:: Tasks for this exercise ::
A - Answer these from the oil and gas financial text:
(i) What impairment expense on evaluated oil and gas properties was recognized for the six months ended June 30, 2016?
(ii) What were professional fees for the six months ended June 30, 2016?
(iii) What primarily caused the year-to-date decrease in salaries?
B - Reproduce the oil and gas financial text from "Impairment of Oil" up to and including "expense is recognized.", renaming "ceiling" to "limit".

:: Document text ::
__________________________________________________

Impairment of Oil and Gas Properties
Under the full cost method of accounting, capitalized
oil and gas property costs less accumulated depletion and net of deferred income taxes may not exceed an amount equal to the sum
of the present value, discounted at 10%, of estimated future net revenues from proved oil and gas reserves and the cost of unproved
properties not subject to amortization (without regard to estimates of fair value), or estimated fair value, if lower, of unproved
properties that are not subject to amortization. Should capitalized costs exceed this ceiling, an impairment expense is recognized.
For
the six months ended June 30, 2016, we recognized an impairment expense on our evaluated oil and gas properties of $6,644,596. For the six months ended June 30, 2015, we recognized an impairment expense on our evaluated oil and gas properties
of $27,822,989. For the three months ended June 30, 2016 and 2015, we recognized an impairment expense on our evaluated oil
and gas properties of $2,137,663 and $11,421,613, respectively.
Professional Fees
Professional
fees for the six months ended June 30, 2016 were $137,117 compared to $350,823 for the six months ended June 30, 2015
and
$59,308 for the three months ended June 30, 2016 compared to $97,094 for the same period in 2015. The decrease in year to
date professional fees of approximately $214,000 was due primarily to reduced spending in 2016 on investor relations
services, third party reserve engineering fees and legal expenditures incurred with outside attorneys. These decreases
were partially offset by increased audit fees.
Salaries
Salaries
for the six months ended June 30, 2016 were $747,395 compared to $1,013,760 for the six months ended June 30, 2015
and
$290,228 for the three months ended June 30, 2016 compared to $492,473 for the same period in 2015. The decrease in year to date
salaries of approximately $266,000 is due primarily to reduced number of employees.

__________________________________________________

(Dataset records)
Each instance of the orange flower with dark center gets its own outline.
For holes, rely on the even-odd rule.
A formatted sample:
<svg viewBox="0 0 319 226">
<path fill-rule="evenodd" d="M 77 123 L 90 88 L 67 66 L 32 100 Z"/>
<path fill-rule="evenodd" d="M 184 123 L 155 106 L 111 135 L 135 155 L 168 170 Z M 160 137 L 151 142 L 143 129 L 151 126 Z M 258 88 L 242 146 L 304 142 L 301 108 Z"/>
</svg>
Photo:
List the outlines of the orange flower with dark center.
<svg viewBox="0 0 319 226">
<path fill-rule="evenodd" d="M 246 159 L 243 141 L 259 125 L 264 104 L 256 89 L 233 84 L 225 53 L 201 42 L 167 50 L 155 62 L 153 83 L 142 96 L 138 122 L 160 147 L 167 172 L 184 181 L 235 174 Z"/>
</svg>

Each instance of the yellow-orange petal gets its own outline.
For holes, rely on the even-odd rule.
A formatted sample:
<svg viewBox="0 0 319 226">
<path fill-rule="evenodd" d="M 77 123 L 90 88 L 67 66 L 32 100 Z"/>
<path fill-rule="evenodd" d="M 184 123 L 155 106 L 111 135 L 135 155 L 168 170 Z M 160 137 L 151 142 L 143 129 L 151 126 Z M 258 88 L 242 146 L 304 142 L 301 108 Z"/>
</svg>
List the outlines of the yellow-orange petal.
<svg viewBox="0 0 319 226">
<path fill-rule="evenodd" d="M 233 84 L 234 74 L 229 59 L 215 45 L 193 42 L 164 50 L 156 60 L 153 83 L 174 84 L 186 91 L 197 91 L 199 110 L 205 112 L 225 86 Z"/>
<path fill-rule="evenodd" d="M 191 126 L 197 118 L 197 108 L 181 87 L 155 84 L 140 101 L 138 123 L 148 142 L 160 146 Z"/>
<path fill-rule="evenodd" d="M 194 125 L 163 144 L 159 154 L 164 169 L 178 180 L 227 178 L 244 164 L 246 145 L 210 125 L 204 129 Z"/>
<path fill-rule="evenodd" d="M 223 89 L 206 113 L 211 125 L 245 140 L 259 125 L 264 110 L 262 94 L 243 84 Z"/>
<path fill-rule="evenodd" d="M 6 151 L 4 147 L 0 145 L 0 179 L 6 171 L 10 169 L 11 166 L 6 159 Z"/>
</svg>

__________________________________________________

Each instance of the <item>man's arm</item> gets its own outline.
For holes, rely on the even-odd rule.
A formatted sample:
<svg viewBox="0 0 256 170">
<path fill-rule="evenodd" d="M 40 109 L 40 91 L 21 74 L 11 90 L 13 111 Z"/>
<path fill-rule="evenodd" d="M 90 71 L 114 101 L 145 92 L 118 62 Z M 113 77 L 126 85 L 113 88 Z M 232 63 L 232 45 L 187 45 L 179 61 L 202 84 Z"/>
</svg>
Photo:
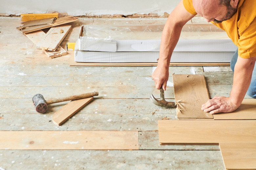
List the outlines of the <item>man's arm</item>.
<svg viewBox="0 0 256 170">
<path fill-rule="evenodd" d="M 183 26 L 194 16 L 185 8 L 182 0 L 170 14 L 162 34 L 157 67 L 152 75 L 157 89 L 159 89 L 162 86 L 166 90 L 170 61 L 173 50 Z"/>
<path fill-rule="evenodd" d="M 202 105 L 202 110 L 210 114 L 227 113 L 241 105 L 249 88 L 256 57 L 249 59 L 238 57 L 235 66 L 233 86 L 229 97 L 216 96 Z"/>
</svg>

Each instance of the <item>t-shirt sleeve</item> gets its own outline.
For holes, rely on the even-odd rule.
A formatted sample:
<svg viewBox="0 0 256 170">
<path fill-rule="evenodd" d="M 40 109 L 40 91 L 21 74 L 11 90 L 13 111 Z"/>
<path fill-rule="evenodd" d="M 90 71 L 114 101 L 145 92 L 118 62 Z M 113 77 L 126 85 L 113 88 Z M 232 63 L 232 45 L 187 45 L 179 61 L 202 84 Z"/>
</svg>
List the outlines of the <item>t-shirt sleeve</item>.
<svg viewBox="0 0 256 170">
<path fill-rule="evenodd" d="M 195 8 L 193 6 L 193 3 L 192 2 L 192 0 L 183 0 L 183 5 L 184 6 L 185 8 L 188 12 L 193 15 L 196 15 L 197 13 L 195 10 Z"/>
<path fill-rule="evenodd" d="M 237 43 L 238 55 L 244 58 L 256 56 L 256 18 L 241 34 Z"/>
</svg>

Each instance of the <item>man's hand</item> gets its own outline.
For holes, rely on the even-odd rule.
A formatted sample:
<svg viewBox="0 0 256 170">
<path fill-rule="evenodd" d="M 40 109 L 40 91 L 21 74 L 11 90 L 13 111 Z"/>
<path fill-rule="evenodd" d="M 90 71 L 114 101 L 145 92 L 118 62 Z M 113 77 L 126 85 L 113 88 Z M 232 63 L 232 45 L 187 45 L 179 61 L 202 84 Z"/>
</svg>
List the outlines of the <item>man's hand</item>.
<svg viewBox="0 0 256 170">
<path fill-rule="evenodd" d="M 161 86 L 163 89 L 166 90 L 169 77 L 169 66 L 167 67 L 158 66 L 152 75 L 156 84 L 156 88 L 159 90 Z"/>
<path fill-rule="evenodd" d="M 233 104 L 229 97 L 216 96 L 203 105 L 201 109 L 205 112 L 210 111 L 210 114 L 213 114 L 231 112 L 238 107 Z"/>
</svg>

__________________________________________________

:: Answers in order ::
A -
(i) $6,644,596
(ii) $137,117
(iii) A reduced number of employees

B -
Impairment of Oil and Gas Properties
Under the full cost method of accounting, capitalized
oil and gas property costs less accumulated depletion and net of deferred income taxes may not exceed an amount equal to the sum
of the present value, discounted at 10%, of estimated future net revenues from proved oil and gas reserves and the cost of unproved
properties not subject to amortization (without regard to estimates of fair value), or estimated fair value, if lower, of unproved
properties that are not subject to amortization. Should capitalized costs exceed this limit, an impairment expense is recognized.